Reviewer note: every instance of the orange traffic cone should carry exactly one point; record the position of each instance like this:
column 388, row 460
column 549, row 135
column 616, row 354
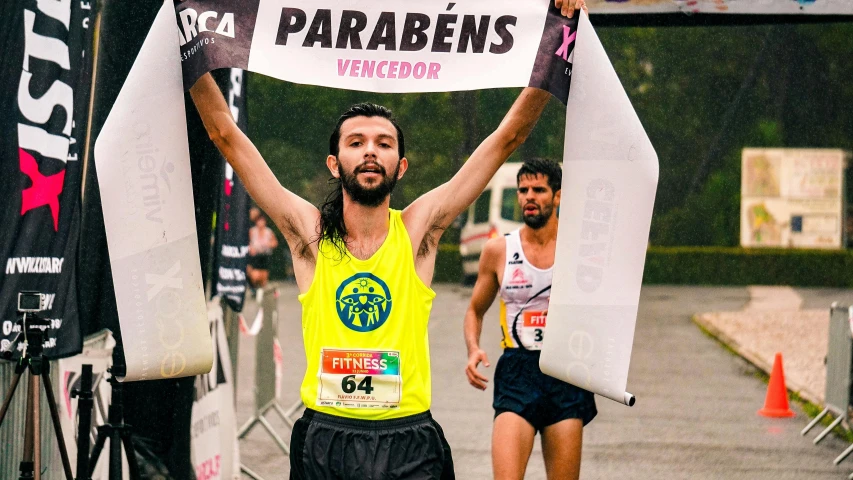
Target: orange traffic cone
column 776, row 402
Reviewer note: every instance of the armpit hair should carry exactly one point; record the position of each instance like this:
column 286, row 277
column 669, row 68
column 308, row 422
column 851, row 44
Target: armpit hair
column 433, row 233
column 301, row 249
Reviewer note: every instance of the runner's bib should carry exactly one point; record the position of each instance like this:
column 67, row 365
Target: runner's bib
column 533, row 328
column 359, row 379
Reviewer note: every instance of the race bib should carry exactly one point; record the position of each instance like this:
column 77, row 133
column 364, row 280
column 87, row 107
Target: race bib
column 533, row 329
column 359, row 379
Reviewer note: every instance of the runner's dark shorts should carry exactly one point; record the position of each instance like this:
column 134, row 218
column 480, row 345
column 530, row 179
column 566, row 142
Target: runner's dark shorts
column 542, row 400
column 325, row 446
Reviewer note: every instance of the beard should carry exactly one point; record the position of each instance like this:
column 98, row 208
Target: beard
column 539, row 220
column 368, row 196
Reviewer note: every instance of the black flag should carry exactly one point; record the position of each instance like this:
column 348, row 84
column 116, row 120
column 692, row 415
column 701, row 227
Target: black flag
column 232, row 230
column 46, row 64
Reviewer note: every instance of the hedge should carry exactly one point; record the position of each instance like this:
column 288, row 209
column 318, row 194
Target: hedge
column 740, row 266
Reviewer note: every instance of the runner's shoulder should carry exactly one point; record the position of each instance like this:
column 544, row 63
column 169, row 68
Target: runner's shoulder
column 494, row 250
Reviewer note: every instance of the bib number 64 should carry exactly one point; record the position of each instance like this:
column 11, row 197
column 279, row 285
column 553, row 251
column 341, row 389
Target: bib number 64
column 348, row 384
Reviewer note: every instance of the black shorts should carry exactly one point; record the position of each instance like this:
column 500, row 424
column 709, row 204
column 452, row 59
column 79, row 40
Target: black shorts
column 326, row 446
column 542, row 400
column 260, row 261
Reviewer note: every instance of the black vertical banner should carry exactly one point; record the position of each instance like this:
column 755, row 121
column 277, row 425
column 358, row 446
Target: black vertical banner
column 232, row 220
column 46, row 69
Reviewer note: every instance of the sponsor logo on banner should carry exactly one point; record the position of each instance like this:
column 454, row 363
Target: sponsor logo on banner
column 154, row 171
column 596, row 238
column 50, row 265
column 169, row 311
column 363, row 302
column 193, row 23
column 36, row 134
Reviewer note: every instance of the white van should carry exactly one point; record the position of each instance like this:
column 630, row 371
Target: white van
column 496, row 212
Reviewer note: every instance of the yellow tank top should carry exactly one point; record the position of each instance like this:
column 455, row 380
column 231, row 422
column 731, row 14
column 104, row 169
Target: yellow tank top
column 364, row 324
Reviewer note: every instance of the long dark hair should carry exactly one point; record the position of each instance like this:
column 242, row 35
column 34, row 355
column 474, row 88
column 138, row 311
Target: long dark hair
column 332, row 228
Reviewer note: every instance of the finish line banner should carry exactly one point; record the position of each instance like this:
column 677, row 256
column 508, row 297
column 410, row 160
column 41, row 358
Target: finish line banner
column 395, row 47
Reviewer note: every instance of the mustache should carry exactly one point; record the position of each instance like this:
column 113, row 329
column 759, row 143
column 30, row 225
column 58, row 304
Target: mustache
column 373, row 165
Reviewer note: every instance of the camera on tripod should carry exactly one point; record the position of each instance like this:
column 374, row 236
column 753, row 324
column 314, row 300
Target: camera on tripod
column 31, row 302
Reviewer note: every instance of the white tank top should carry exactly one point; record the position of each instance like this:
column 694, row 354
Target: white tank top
column 525, row 292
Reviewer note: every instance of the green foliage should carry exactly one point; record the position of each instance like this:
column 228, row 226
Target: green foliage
column 738, row 266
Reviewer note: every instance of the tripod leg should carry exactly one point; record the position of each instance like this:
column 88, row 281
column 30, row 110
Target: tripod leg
column 36, row 395
column 8, row 399
column 54, row 416
column 115, row 455
column 130, row 451
column 96, row 451
column 27, row 457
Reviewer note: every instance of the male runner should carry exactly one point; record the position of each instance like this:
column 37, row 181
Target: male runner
column 526, row 401
column 364, row 273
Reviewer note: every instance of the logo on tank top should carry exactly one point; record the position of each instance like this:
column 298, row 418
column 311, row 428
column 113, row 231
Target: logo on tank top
column 515, row 259
column 363, row 302
column 518, row 277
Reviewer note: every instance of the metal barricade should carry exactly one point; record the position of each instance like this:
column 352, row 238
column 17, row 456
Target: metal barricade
column 839, row 378
column 839, row 358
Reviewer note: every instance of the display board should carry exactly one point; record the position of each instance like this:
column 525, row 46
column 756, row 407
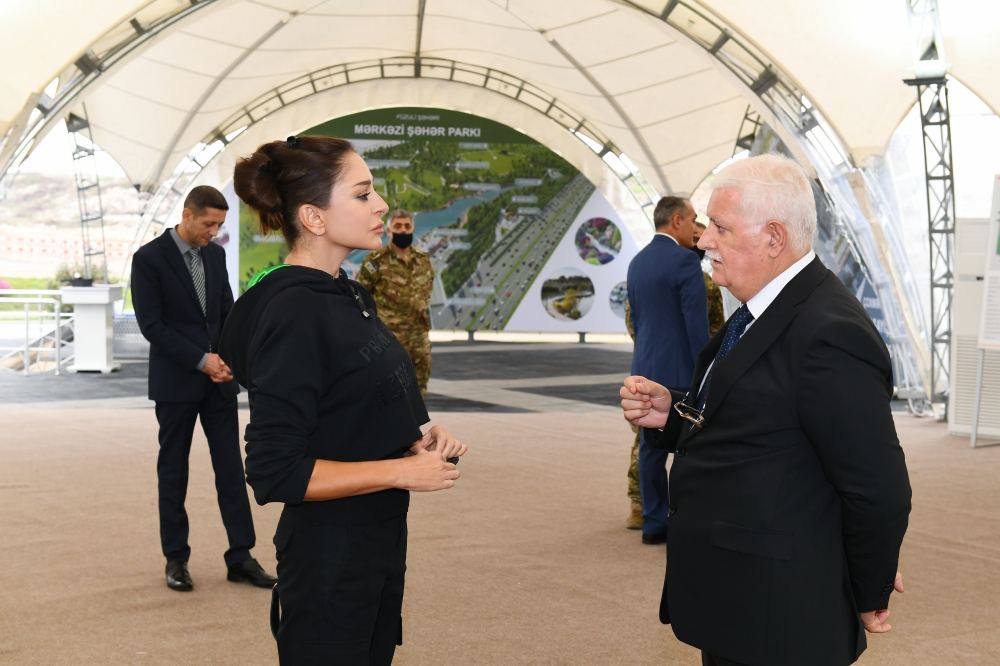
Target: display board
column 519, row 239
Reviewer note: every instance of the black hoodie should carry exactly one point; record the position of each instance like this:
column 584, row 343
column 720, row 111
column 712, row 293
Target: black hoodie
column 326, row 380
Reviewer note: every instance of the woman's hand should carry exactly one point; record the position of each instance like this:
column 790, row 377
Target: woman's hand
column 441, row 441
column 426, row 470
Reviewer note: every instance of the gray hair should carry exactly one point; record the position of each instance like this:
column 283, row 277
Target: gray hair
column 773, row 187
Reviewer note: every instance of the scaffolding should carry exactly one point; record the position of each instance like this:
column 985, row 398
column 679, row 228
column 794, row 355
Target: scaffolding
column 88, row 196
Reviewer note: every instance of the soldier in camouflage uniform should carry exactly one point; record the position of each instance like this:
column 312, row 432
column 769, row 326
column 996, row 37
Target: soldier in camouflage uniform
column 716, row 316
column 400, row 277
column 634, row 520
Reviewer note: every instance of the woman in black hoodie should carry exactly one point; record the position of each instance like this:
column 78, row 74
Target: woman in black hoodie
column 335, row 411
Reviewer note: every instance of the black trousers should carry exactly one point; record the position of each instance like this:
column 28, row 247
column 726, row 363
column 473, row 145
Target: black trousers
column 339, row 595
column 711, row 660
column 221, row 425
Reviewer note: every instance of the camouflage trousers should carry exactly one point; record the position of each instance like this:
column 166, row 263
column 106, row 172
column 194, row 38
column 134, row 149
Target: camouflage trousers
column 633, row 470
column 418, row 345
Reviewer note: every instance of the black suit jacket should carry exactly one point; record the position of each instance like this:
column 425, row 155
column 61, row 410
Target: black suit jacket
column 170, row 317
column 789, row 504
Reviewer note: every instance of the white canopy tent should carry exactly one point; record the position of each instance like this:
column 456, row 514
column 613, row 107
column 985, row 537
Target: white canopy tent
column 180, row 69
column 645, row 97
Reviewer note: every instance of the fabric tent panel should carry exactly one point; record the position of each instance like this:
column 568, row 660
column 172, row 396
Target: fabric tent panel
column 689, row 172
column 688, row 134
column 46, row 37
column 287, row 65
column 154, row 82
column 192, row 53
column 550, row 15
column 366, row 8
column 308, row 31
column 239, row 24
column 849, row 56
column 970, row 47
column 673, row 61
column 441, row 37
column 674, row 99
column 474, row 11
column 610, row 36
column 596, row 110
column 554, row 77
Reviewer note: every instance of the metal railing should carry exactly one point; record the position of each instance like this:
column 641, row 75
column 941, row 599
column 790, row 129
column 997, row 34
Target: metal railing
column 43, row 327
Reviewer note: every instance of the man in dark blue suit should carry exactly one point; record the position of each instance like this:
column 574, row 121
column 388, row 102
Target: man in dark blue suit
column 666, row 294
column 181, row 295
column 790, row 490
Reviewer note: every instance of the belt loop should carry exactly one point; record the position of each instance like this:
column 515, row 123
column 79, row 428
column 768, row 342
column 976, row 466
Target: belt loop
column 275, row 612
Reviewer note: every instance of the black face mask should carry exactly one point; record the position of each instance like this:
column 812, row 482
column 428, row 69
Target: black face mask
column 402, row 241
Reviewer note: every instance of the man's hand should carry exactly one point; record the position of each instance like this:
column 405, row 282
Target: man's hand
column 440, row 440
column 644, row 402
column 876, row 622
column 425, row 470
column 216, row 369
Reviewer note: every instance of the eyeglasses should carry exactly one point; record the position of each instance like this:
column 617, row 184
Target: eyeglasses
column 695, row 416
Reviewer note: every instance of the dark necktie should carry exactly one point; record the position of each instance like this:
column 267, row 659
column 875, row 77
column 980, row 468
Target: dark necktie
column 197, row 275
column 737, row 324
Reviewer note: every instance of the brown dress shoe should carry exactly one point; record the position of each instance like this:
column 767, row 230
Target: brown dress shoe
column 178, row 577
column 250, row 571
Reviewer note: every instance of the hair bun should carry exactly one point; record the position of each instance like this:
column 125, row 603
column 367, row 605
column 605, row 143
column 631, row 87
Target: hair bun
column 255, row 181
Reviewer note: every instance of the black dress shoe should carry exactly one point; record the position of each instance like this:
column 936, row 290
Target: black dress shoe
column 178, row 577
column 250, row 571
column 653, row 539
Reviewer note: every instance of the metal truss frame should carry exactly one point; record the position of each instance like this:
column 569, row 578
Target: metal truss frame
column 935, row 124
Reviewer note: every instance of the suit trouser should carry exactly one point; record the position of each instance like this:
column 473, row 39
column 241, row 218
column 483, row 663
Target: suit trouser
column 653, row 488
column 708, row 659
column 339, row 595
column 220, row 423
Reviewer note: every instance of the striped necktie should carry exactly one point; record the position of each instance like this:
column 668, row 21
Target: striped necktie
column 737, row 324
column 197, row 276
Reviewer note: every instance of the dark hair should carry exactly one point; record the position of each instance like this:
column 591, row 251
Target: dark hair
column 205, row 196
column 666, row 208
column 281, row 176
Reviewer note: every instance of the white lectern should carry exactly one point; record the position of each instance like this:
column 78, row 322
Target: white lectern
column 93, row 328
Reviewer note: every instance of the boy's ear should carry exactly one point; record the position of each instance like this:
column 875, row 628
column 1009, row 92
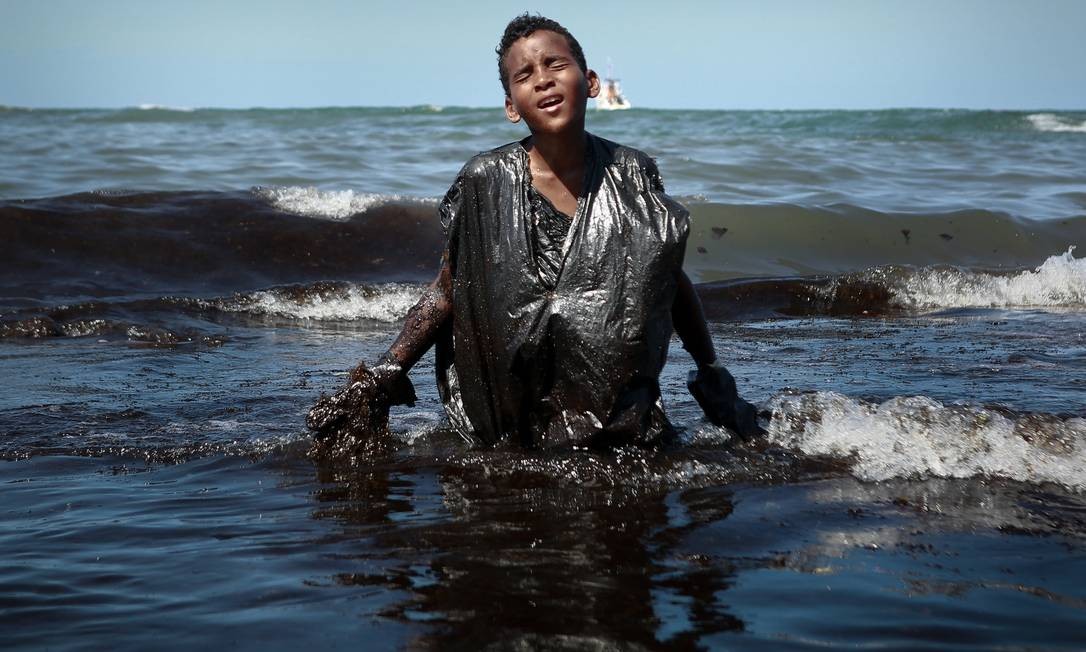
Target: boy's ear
column 593, row 80
column 510, row 112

» TASK BRIEF
Revise the material from the line holding "Reviewer note: every instance of the yellow" through the line holding "column 525, row 292", inclusive, changing "tripod" to "stand" and leaving all else unchanged. Reproduce those lines in full.

» SOLUTION TO THIS PROBLEM
Reviewer note: every instance of the yellow tank top should carry exactly one point; record the position of each instance like this:
column 455, row 380
column 231, row 422
column 731, row 14
column 104, row 169
Target: yellow tank top
column 364, row 324
Reviewer note: every instance of the long dark hair should carry exactly one point; record the position of each instance like this:
column 242, row 35
column 34, row 355
column 474, row 88
column 138, row 311
Target: long dark hair
column 332, row 228
Reviewer note: every instance of the finish line banner should carry exactly one point; record the position of each instance like this:
column 677, row 256
column 508, row 297
column 410, row 160
column 41, row 358
Target: finish line banner
column 395, row 47
Reviewer note: every instance of the mustache should carry exactly one point; record the position of each instance like this:
column 113, row 329
column 759, row 143
column 30, row 225
column 58, row 304
Target: mustache
column 373, row 165
Reviewer note: every instance of the camera on stand should carry exactly one point; record the position of each instance like this:
column 374, row 236
column 753, row 324
column 314, row 300
Target: camera on stand
column 31, row 302
Reviewer note: every instance of the white tank top should carry exactly one point; record the position of each instance like this:
column 694, row 354
Target: white tank top
column 525, row 292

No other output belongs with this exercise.